__Supplied records__
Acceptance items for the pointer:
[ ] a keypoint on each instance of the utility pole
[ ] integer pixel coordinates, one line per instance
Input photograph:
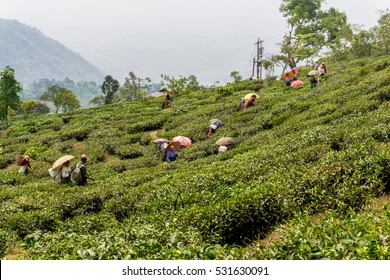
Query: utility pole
(259, 59)
(253, 68)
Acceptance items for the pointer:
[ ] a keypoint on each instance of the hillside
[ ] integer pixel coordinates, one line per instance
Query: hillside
(35, 56)
(298, 184)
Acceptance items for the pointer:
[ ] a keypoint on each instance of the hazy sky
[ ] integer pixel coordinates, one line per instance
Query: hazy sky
(207, 38)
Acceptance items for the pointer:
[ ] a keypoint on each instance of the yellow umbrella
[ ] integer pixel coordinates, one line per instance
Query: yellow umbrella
(59, 162)
(246, 97)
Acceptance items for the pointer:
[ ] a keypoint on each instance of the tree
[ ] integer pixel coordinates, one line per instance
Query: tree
(134, 88)
(180, 85)
(9, 88)
(61, 98)
(382, 33)
(310, 30)
(109, 87)
(97, 100)
(67, 100)
(362, 44)
(34, 106)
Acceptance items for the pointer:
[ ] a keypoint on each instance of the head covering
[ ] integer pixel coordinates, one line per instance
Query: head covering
(213, 126)
(164, 90)
(222, 149)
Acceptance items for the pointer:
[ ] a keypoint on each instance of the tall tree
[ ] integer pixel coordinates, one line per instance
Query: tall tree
(180, 85)
(382, 33)
(134, 87)
(109, 87)
(310, 30)
(9, 88)
(34, 106)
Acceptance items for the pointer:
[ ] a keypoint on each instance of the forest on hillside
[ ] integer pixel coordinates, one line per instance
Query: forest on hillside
(305, 175)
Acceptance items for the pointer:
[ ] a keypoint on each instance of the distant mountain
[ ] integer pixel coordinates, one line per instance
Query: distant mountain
(35, 56)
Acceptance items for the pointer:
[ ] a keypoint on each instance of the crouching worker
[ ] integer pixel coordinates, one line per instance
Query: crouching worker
(313, 82)
(212, 129)
(79, 174)
(171, 154)
(64, 174)
(250, 101)
(240, 105)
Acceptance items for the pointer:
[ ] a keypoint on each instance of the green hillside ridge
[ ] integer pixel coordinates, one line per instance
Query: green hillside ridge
(35, 56)
(298, 184)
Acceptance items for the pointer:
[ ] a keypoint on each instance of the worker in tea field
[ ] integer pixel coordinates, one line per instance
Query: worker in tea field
(322, 69)
(250, 101)
(171, 154)
(162, 146)
(168, 100)
(313, 82)
(240, 106)
(65, 173)
(82, 169)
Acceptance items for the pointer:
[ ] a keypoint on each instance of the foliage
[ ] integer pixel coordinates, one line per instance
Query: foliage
(133, 88)
(82, 89)
(310, 30)
(109, 87)
(181, 85)
(34, 106)
(61, 98)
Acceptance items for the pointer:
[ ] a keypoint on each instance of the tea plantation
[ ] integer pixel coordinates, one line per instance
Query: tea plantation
(299, 183)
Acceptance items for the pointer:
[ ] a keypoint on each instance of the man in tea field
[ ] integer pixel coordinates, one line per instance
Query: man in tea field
(83, 170)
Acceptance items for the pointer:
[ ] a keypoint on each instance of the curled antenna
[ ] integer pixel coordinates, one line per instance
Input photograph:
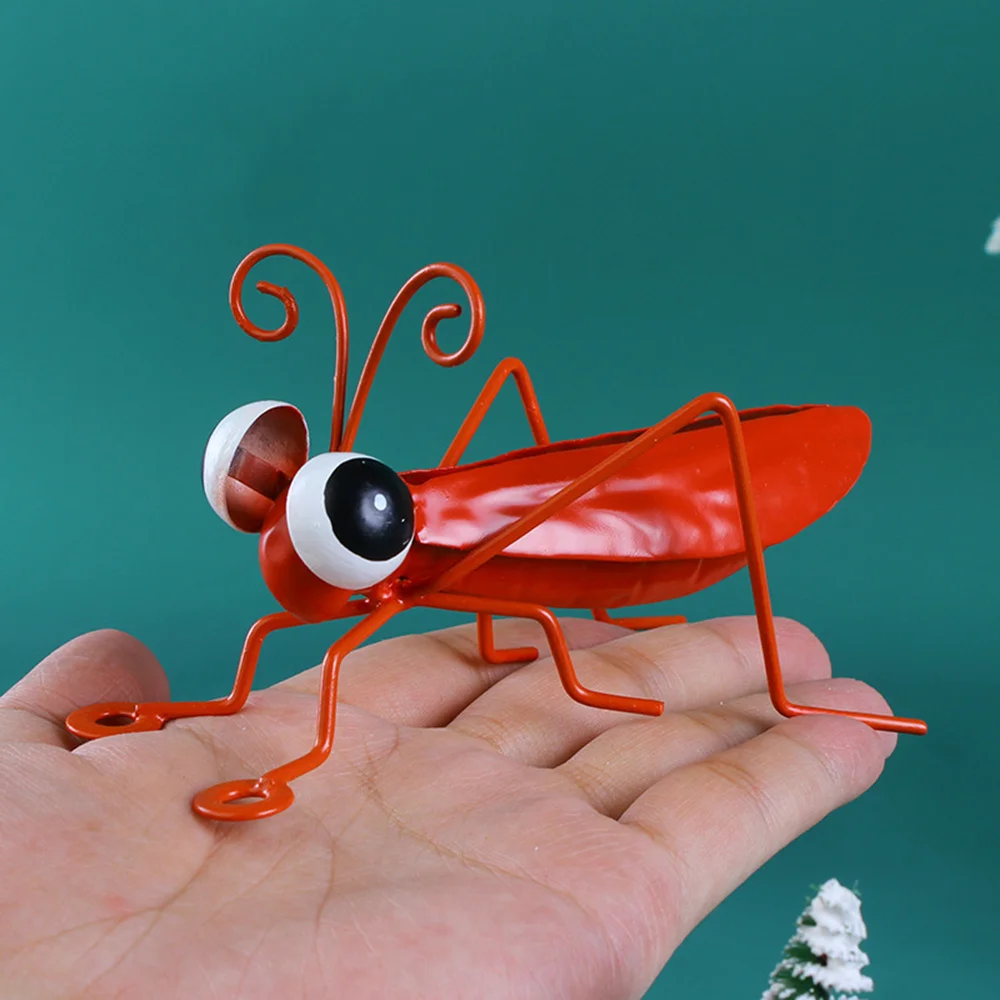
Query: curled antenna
(342, 436)
(292, 317)
(428, 333)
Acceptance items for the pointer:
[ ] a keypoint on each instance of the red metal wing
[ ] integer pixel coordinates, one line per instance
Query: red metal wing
(677, 501)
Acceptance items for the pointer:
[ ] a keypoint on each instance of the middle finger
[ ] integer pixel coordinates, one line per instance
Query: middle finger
(529, 717)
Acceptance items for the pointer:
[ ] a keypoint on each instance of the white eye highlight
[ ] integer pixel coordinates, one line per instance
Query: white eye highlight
(250, 459)
(350, 518)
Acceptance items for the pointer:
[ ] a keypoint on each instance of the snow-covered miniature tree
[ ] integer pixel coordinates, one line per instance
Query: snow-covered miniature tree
(823, 960)
(993, 243)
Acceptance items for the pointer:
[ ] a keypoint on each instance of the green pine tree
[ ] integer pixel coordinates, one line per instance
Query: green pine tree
(823, 960)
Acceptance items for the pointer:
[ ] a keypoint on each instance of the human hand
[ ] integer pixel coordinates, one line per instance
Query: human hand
(475, 832)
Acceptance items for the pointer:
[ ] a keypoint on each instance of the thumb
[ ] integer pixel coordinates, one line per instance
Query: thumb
(100, 666)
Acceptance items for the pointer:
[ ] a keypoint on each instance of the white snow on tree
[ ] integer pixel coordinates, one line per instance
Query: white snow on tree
(823, 960)
(993, 243)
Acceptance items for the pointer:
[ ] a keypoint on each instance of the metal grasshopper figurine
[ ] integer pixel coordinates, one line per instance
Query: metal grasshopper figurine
(606, 522)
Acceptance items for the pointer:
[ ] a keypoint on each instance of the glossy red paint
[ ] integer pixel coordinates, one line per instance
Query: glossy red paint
(605, 522)
(666, 526)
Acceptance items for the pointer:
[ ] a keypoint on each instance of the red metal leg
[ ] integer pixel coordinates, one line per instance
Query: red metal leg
(257, 798)
(507, 367)
(724, 407)
(557, 643)
(114, 717)
(640, 623)
(489, 652)
(513, 368)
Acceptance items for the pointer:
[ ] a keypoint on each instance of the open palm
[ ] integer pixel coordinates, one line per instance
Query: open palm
(475, 832)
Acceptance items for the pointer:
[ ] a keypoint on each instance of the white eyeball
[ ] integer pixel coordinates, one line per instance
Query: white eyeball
(350, 519)
(250, 459)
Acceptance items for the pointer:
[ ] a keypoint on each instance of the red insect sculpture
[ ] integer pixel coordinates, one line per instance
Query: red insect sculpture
(606, 522)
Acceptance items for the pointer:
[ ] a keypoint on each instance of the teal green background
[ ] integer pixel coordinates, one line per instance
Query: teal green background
(784, 201)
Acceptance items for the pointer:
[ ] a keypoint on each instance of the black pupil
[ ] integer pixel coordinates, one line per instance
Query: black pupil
(370, 509)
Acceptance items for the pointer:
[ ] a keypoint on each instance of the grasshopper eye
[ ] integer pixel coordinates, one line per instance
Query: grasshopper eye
(350, 519)
(250, 459)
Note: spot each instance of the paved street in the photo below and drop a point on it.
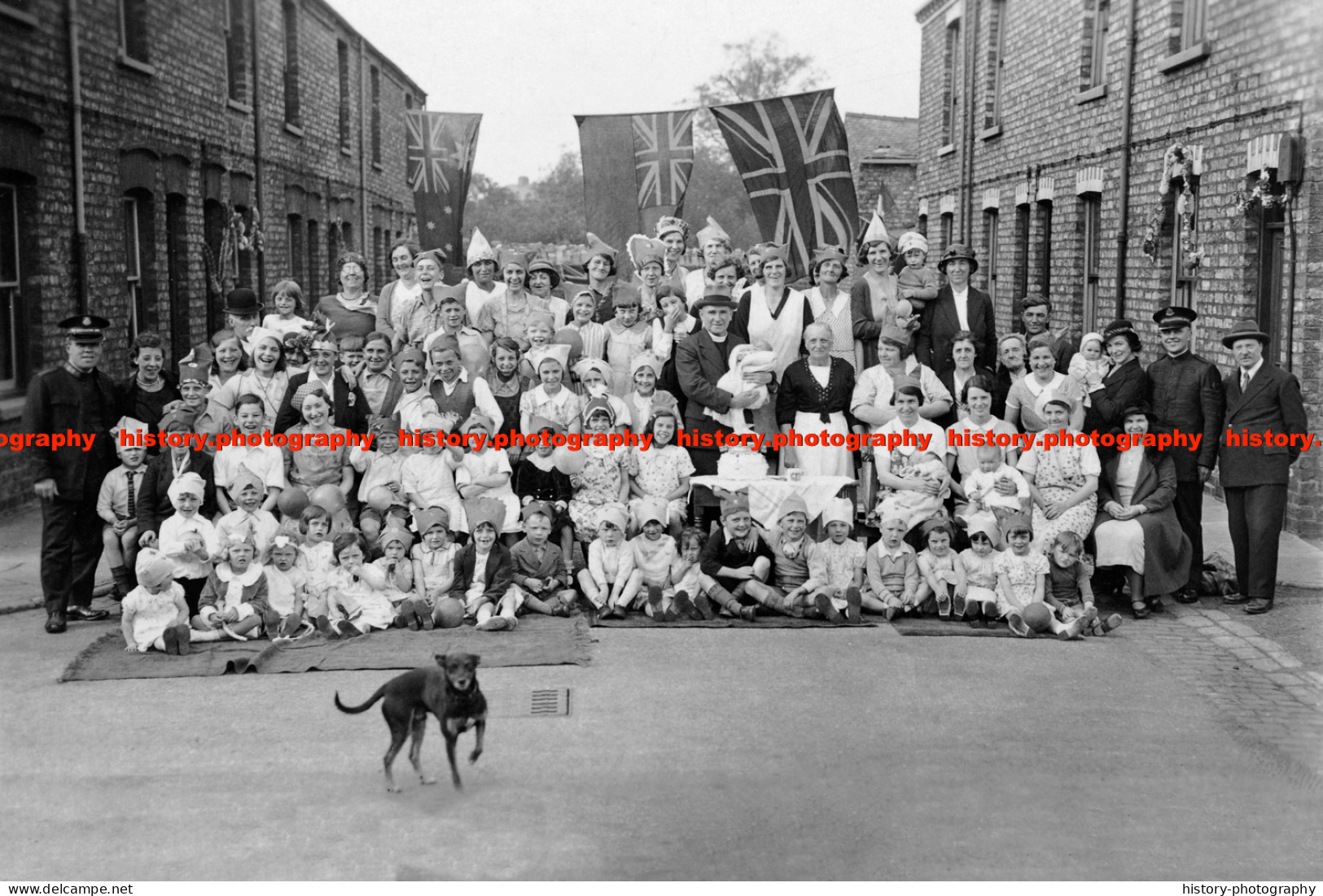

__Written exercise__
Pick out each line of the records above that contains the word "palm" with the same capitalization, and copy those lines.

__Answer for this exercise__
[ ] a keypoint on each instance of the open palm
Query: open palm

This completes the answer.